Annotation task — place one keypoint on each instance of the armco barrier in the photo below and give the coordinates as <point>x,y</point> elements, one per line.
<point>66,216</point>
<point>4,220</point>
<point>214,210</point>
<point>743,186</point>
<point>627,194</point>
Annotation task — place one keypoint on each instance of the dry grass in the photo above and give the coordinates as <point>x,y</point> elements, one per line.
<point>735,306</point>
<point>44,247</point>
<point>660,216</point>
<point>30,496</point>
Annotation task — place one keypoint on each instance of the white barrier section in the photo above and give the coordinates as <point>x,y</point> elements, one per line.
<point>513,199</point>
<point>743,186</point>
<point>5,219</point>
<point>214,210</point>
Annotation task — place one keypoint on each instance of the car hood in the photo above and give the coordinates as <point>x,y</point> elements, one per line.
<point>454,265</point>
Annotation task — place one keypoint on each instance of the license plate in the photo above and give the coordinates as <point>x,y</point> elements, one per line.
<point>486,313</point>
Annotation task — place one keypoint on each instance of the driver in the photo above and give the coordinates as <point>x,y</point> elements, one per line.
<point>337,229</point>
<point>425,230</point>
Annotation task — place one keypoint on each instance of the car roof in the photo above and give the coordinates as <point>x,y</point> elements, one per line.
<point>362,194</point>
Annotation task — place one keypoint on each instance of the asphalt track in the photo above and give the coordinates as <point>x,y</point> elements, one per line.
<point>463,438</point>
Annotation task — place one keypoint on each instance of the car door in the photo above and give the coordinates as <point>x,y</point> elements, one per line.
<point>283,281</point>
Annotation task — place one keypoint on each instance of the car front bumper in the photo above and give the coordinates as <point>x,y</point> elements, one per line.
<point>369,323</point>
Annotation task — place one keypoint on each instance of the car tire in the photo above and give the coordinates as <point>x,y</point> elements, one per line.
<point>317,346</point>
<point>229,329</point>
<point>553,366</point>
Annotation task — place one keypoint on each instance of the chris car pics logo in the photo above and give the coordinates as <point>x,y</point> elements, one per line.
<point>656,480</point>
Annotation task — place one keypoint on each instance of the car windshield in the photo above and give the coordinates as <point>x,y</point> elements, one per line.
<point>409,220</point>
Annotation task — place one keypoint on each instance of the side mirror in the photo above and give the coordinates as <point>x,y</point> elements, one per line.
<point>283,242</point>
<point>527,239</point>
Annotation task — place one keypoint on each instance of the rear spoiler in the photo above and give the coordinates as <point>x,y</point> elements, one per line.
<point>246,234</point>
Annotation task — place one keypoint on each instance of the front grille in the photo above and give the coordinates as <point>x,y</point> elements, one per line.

* * *

ACTIVITY |
The line with "of the rear" marks where to start. Transcribe from there through the final line of the records, exactly and with nothing added.

RESPONSE AREA |
Annotation task — place one keypoint on each instance of the rear spoiler in the photo above and give the coordinates as <point>x,y</point> elements, one per line.
<point>246,234</point>
Annotation task — place one keypoint on each instance of the front grille in the photo above and give the coordinates as <point>x,y</point> elements, one per line.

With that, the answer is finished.